**Try it:** As you work through the listing below, copy each line exactly and drop the images.

BEGIN Available records

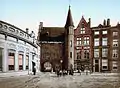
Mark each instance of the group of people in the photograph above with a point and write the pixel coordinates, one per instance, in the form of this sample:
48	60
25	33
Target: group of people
64	72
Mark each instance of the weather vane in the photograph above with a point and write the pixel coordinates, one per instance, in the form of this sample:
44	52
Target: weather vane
69	2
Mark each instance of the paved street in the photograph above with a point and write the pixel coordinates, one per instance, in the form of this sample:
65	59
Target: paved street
50	80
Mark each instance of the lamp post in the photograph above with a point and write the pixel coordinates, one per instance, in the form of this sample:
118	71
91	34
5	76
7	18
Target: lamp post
61	61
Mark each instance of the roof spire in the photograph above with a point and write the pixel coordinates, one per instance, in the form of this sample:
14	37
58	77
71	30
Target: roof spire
69	21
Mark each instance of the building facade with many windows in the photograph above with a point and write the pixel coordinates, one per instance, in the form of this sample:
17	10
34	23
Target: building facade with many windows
18	49
106	47
85	47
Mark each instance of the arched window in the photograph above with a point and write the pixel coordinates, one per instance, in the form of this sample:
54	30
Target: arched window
78	55
86	54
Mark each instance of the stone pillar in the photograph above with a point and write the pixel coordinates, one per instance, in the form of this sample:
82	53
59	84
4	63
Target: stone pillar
24	60
5	58
16	59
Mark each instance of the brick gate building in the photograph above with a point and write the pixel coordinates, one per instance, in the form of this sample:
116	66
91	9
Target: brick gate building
94	47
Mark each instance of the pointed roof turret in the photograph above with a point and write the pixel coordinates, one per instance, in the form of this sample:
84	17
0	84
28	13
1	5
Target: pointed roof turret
69	21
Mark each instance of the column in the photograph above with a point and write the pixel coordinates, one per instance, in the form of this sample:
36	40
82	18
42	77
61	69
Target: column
5	58
24	60
16	59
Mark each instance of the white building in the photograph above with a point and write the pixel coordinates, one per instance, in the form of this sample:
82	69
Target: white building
18	49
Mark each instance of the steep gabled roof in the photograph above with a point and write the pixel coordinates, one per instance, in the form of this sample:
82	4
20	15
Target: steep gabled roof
69	21
82	21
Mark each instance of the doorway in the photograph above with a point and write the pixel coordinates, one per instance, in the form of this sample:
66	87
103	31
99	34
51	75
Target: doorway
11	60
1	56
96	65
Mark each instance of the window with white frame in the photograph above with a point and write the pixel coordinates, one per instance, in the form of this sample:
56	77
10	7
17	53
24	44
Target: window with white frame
104	52
96	52
104	41
79	41
86	41
115	33
115	42
104	64
96	33
114	65
115	53
82	31
104	32
86	54
96	42
78	54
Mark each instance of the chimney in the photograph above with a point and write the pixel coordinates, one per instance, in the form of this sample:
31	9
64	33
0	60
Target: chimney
27	30
89	21
104	23
41	25
108	22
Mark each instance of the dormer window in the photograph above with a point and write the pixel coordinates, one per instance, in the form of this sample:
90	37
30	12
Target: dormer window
82	31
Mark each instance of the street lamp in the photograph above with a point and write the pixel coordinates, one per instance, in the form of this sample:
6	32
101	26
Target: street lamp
61	61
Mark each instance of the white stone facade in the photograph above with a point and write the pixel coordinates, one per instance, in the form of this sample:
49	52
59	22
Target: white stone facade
18	50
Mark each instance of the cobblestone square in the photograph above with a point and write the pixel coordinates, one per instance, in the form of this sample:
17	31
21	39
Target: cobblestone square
50	80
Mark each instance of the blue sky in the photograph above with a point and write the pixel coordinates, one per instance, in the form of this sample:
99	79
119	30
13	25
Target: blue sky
28	13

END Available records

**Solved problem:**
Mark each instance of the group of people in the photograph above with a point and write the pixel coordinates, one per instance, in the form of this sample:
48	60
25	33
Target: group of people
64	72
Mark each instance of the weather vane in the photograph above with a point and write the pixel coordinates, one per instance, in the form of this sample:
44	52
Target: weather vane
69	2
Mark each instance of the paved street in the photograph above with a point and write the pixel coordinates, one per instance, in the form of this sample:
65	59
Target: paved street
50	80
Mark each instance of the lamp post in the photograph above with a point and write the pixel coordinates, one per instance, in the form of this sample:
118	71
91	34
5	76
7	18
Target: lamp post
61	61
Mark each instance of the roof spire in the photograph above with a point and write the pixel coordinates, one per instance, in the form of this sample:
14	37
58	77
71	30
Target: roof spire
69	21
Mark each instance of the building facade with many windows in the photograph above with a point and write the pixel coordinates, one per instance, in the form of this sample:
17	10
34	23
Target: building facade with many windows
18	49
106	47
85	47
Mark each instance of the arched window in the photograph above with a point and write the pixel coordinates, one per instance, in the form of this sample:
54	30
Target: arched window
78	55
86	54
Mark each instance of the stone pillar in the photograph above with a point and write the pixel coordinates, one per instance, in the form of this sample:
82	53
59	84
4	63
Target: stone pillar
24	60
5	58
16	59
Mark each instance of the brick gate building in the photograph above with a point and write the pixel coordinates, one per instance, in the form of this sample:
116	66
91	9
Target: brick gate building
94	47
Mark each instance of the pointed roof turret in the photograph above with a point and write the pixel coordinates, one per instance, in the form of this sample:
84	17
0	84
28	13
1	5
Target: pointed roof turret
69	21
Mark each instance of the column in the photograph above with a point and write the pixel coordinates, one per instance, in the form of this sample:
36	40
82	18
42	77
61	69
Target: column
5	58
24	60
16	59
Mark each instance of the white building in the photograph above with a point and write the pixel coordinates, one per instance, in the form of this sample:
82	69
Target: white building
18	49
Mark each instance of the steep gabled roof in the photograph above with a point and write the pixel coordinates, one per instance, in the form of this sample:
82	4
20	15
Target: steep gabled roof
69	21
82	21
Mark each instance of the doorway in the photograph above with a point and write the pixel coordinates, one per instance, in the form of this sample:
66	87
103	31
99	34
51	75
Target: doorway
11	60
1	56
96	65
Mark each instance of the window with white frame in the photograph above with a point and write the pixel coordinates, one per instance, in the form of this sample:
56	77
10	7
17	53
24	44
Target: window with white frame
104	52
96	52
104	41
79	41
86	41
115	33
115	42
104	64
96	33
114	65
115	53
82	31
104	32
86	54
96	42
78	54
Mark each instance of the chimney in the photograph above with a point and write the pixel coordinates, one per instance, in the form of this sample:
31	9
64	33
0	60
Target: chimney
27	30
89	21
104	23
41	25
108	22
Mark each instance of the dormer window in the photograph above with a point and write the pixel coordinates, one per instance, in the form of this sample:
90	37
30	12
Target: dormer window
82	31
Mark each instance of the street lamp in the photograph above with a point and write the pixel coordinates, one per instance, in the form of this sample:
6	32
101	26
Target: street lamp
61	61
Mark each instance of the white stone facade in the photograph above with a point and write the pixel coordinates, one per instance, in the form of this sample:
49	52
59	22
Target: white stone facade
18	50
Mark each instance of the cobblestone square in the photograph above with a point and write the pixel coordinates, one per instance, in the form of this sample:
17	31
21	39
Target: cobblestone square
50	80
Mark each instance of the blue sky in the photograph above with a point and write the pixel coordinates, one per instance, in the form of this sample:
99	79
119	30
13	25
Target: blue sky
28	13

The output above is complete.